[Point localization data]
━━━━━━━━━━━━━━━━

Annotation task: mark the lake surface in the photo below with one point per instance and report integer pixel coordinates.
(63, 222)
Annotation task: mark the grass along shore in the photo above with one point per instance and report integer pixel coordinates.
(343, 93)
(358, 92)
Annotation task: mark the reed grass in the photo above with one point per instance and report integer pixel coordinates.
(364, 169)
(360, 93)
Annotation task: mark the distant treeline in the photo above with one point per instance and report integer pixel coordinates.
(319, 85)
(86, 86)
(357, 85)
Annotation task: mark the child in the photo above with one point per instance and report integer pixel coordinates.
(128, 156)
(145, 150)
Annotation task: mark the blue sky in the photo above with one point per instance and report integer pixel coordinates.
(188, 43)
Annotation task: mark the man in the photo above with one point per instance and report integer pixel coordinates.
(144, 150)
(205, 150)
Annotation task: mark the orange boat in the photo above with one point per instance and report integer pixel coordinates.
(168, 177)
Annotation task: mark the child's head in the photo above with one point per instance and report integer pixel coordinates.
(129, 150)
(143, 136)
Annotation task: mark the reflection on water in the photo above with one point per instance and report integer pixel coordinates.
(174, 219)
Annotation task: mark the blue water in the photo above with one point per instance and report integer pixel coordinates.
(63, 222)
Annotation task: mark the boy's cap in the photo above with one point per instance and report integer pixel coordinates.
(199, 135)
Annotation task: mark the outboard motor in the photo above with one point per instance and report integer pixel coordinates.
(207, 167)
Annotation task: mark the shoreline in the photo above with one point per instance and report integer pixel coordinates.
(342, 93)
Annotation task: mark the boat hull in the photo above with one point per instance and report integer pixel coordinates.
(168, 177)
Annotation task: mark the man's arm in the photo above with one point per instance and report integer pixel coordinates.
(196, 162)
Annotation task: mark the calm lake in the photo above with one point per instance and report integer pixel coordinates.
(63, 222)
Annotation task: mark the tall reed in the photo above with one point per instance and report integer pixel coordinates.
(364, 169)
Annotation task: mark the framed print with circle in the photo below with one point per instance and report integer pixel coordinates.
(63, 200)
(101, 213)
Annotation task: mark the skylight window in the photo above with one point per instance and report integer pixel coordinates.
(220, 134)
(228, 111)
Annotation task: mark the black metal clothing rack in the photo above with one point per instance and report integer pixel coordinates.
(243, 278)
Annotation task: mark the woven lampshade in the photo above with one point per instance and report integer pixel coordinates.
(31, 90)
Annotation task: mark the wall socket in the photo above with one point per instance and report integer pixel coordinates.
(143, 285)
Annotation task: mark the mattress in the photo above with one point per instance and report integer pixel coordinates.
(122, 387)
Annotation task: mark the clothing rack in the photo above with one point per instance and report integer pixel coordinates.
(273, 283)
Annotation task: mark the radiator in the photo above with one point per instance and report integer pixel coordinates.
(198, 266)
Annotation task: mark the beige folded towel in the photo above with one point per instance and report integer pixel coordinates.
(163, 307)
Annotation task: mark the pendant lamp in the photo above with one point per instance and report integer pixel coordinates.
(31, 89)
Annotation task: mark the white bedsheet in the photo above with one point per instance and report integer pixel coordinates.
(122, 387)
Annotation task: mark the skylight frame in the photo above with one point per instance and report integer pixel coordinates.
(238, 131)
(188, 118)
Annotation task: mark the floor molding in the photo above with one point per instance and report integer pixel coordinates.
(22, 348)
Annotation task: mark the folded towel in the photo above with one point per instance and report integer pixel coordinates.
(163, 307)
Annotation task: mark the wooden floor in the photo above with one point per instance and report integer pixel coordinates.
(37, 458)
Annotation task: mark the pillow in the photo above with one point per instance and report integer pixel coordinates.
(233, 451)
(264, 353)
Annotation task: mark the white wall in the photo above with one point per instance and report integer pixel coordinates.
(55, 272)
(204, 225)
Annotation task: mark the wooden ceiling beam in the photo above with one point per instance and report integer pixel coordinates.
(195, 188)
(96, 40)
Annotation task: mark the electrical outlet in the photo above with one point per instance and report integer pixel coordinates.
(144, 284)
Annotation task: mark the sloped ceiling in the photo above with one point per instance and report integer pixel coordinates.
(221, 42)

━━━━━━━━━━━━━━━━

**Task**
All entries must be repeated exactly.

**Task response**
Annotation task: mark the lake surface in the photo below with one point per instance and report integer pixel coordinates.
(63, 222)
Annotation task: mark the grass along shore in the photo above with one point per instance and report integer pixel coordinates.
(343, 93)
(358, 92)
Annotation task: mark the reed grass in the photo above with one point per instance and report integer pixel coordinates.
(364, 169)
(360, 93)
Annotation task: mark the distant treeline in the photo above with one point per instance and report integer pixel coordinates.
(319, 85)
(86, 86)
(357, 85)
Annotation task: mark the child in the photo above with one point per instance and report integer pixel coordinates.
(128, 156)
(145, 150)
Annotation task: mark the blue sky in the photo above with one point per instance and report integer pixel coordinates.
(188, 43)
Annotation task: mark the man in the photo above with one point per instance and report integer pixel coordinates.
(144, 150)
(205, 150)
Annotation task: mark the orange boat in the photo above with one point per instance and report integer pixel coordinates.
(168, 177)
Annotation task: mark the child's head in the photo above with one point per instance and report integer pixel coordinates.
(129, 150)
(143, 136)
Annotation task: mark the reflection on water in the photo above with one point per instance and report integer pixel coordinates.
(174, 219)
Annotation task: mark the blue water in the photo above with one point per instance and report integer pixel coordinates.
(63, 222)
Annotation task: mark the boy's cap in the photo above with one point per instance and report integer pixel coordinates.
(199, 135)
Annotation task: mark the outboard motor in the photo above with one point per instance and report integer pixel coordinates.
(207, 167)
Annotation task: mark the shoreline in the photo above with one point per instance and report integer pixel coordinates.
(342, 93)
Annotation task: mark the boat hull in the photo above with one point per instance and report integer pixel coordinates.
(168, 177)
Annotation task: mark the man's arm in the photo above with one point per instance and report integer pixel coordinates.
(196, 162)
Annotation task: mark the calm lake in the photo above with one point per instance and report integer pixel coordinates.
(63, 222)
Annotation task: mark the tall reed in the photo above with one point per instance and report integer pixel coordinates.
(364, 169)
Annotation task: mark the framed print with circle in the photo below with one point per instance and report integer pixel coordinates.
(63, 200)
(101, 213)
Annotation task: mark the skylight window in the photo above with one point per instance and report integer pixel coordinates.
(220, 134)
(228, 111)
Annotation task: mark the black metal clothing rack in the photo above with one point per instance and report integer pixel coordinates.
(243, 278)
Annotation task: mark the woven lampshade in the photo above with one point per instance and report integer pixel coordinates.
(31, 90)
Annotation task: mark the wall socket in the photo above with one point per instance and report integer pixel coordinates.
(143, 285)
Annotation task: mark the mattress in the photo above with one point per instance and report integer pixel coordinates.
(122, 387)
Annotation task: mark the clothing rack in the photo above with one point per instance and report integer pixel coordinates.
(273, 283)
Annotation task: mark the radiator in the photo above with one point per instance and report integer pixel coordinates.
(198, 266)
Annotation task: mark the beige folded towel in the photo above with one point per instance and report integer pixel coordinates.
(163, 307)
Annotation task: mark the pendant lamp in the photo above with one point per instance and report integer pixel coordinates.
(31, 89)
Annotation task: mark the white bedsheet in the photo above with one point per instance and report integer pixel coordinates.
(122, 387)
Annotation task: mark the skylight frame in the photo above with one point per instance and report integer pixel coordinates.
(238, 131)
(188, 118)
Annotation task: mark the floor molding in the photo above with one point per instance and report integer pixel coordinates.
(22, 348)
Annotation task: mark the folded towel in the photo above with one point per instance and report integer pixel coordinates.
(163, 307)
Annotation task: mark the wooden floor in the photo above with one point per instance and report integer pixel coordinates.
(37, 458)
Annotation task: mark the pillow in the photo above with one point per instance and report integer pixel coordinates.
(233, 451)
(264, 353)
Annotation task: mark the white wall in the photo above with one point per instance and report integer pixel coordinates.
(55, 272)
(204, 225)
Annotation task: mark the wooden ceiling beam in the photo above with one point per instance and report integer pixel coordinates.
(195, 188)
(96, 40)
Annotation task: mark the electrical outlet in the photo above with one point per instance and report integer pixel coordinates.
(144, 284)
Annotation task: mark the sloped ceiling in the photo above with one point per instance and report integer pixel coordinates.
(221, 42)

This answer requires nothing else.